• **Page text**
Private Health Insurance

In Canada, some policy-makers and other powerful interests have aggressively supported the expansion of private health insurance (PHI) to finance health care services under the guise of improving consumer choice, reducing costs to tax-payers and decreasing wait times for health services. But the expansion of PHI has particular consequences for women, who make greater use of health care services than men and are the majority of paid and unpaid care providers.

Whether the cost of health services are publicly or privately insured matters to women because women as a group are less likely to have the economic resources to pay for PHI and are less likely than men to have PHI through their paid employment. Women marginalized on the basis of race, ethnicity, age, economic class, ability, geographic location, sexuality and health status are less likely to have PHI. While some women can afford PHI, insurance policies don’t always provide coverage for important areas of women’s health such as maternity care and mammograms, and women with pre-existing medical conditions, women who experience domestic abuse, and/or women with a family history of health concerns may not be covered.

Furthermore, there is evidence that the expansion of PHI will weaken the public health care system. When well-resourced, this system has greatly benefited women health care workers, while the introduction of cost-cutting measures in private facilities has undermined the quality of working conditions. The presence of a Universal public health care system in Canada has meant that women can seek basic health care services for themselves and their families without having to worry about the financial cost, and it provides formal health care services that reduce the demands for women’s unpaid care work in the home.

Women and Health Care Reform investigated the implications of PHI for women as patients, paid workers, and unpaid care providers, revealing that an expansion of PHI will greatly increase gender and other social inequities.

• **Information provided**
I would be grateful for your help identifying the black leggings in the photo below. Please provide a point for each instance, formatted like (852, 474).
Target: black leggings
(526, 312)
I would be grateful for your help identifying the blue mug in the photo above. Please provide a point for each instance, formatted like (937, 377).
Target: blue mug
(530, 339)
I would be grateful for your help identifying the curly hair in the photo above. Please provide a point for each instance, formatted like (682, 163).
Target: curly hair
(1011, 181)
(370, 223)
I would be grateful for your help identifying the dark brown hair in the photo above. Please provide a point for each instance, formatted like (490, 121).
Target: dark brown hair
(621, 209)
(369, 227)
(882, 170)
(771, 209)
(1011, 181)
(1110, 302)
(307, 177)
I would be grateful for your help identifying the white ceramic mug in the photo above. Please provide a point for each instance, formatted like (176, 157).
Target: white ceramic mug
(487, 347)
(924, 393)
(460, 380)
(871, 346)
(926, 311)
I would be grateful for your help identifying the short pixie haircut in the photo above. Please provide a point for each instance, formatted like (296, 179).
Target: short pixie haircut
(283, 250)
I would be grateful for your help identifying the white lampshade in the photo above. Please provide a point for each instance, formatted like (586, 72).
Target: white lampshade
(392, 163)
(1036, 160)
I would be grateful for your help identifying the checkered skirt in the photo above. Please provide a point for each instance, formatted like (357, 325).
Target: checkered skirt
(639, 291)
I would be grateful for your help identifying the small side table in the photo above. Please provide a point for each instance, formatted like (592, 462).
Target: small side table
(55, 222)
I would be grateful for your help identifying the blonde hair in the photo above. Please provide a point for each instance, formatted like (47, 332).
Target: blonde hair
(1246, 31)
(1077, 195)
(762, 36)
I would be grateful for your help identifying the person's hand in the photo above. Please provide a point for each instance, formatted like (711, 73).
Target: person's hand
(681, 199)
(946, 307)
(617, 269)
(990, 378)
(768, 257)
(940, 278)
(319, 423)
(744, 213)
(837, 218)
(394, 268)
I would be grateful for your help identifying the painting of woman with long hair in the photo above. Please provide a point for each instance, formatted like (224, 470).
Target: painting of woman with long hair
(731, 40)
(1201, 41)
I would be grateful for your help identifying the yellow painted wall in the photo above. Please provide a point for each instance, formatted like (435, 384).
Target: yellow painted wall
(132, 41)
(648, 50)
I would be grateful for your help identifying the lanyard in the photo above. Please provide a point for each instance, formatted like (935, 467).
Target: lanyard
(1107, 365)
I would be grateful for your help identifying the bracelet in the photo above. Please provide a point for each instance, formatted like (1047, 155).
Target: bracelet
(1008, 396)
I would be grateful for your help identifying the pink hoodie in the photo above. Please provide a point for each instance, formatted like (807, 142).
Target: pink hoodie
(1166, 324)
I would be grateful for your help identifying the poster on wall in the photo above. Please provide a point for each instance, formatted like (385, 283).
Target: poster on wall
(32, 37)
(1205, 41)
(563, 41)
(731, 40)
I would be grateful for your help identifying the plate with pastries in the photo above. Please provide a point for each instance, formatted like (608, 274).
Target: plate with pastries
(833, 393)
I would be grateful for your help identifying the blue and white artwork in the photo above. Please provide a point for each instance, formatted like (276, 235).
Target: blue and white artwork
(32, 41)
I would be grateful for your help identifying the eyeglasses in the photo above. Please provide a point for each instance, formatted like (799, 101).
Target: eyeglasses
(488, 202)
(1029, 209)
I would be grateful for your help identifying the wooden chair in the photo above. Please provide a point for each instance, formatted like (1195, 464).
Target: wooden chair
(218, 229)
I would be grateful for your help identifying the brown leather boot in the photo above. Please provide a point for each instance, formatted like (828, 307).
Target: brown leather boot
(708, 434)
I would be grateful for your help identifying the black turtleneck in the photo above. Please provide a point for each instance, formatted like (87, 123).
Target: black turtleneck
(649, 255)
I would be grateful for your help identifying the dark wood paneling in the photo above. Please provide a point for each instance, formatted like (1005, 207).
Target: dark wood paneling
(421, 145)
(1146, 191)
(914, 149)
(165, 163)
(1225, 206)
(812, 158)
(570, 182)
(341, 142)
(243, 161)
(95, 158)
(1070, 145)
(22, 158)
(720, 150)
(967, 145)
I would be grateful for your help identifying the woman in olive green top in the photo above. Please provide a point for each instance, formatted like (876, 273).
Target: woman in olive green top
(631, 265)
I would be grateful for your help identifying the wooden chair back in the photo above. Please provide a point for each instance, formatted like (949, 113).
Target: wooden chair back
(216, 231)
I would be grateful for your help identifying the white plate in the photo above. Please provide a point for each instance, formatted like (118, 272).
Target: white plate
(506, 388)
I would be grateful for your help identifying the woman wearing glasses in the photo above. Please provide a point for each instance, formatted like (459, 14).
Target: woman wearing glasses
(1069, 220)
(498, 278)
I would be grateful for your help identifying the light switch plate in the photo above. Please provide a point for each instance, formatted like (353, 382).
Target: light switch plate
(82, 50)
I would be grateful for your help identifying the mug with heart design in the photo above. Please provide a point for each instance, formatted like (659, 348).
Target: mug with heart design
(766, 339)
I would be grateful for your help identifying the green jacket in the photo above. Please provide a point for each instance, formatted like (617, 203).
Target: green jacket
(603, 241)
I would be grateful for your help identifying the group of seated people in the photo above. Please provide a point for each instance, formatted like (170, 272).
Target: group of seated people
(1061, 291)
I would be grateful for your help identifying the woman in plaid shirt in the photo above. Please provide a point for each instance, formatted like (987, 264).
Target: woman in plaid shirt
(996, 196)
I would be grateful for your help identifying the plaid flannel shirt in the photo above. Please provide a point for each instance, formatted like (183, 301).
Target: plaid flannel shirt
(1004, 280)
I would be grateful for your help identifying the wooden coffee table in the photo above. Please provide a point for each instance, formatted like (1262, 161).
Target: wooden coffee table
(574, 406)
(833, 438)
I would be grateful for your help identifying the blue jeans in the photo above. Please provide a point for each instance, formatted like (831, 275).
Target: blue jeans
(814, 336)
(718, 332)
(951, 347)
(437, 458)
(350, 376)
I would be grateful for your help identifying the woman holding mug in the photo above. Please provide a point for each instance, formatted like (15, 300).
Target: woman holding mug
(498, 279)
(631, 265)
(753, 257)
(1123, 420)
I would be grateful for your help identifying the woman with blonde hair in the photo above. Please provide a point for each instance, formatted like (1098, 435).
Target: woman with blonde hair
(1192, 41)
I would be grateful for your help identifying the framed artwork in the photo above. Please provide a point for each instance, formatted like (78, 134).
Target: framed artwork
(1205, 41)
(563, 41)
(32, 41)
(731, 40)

• **Required action**
For each statement, say yes or no based on the private health insurance text, and quote its deciding words: 1. Women make greater use of health care services than men. 2. Women are more likely than men to have PHI through their paid employment. 3. Insurance policies always cover maternity care and mammograms. The rows come from a source separate from the private health insurance text.

• **Response to the task**
1. Yes: "women, who make greater use of health care services than men"
2. No: "are less likely than men to have PHI through their paid employment"
3. No: "insurance policies don’t always provide coverage for important areas of women’s health such as maternity care and mammograms"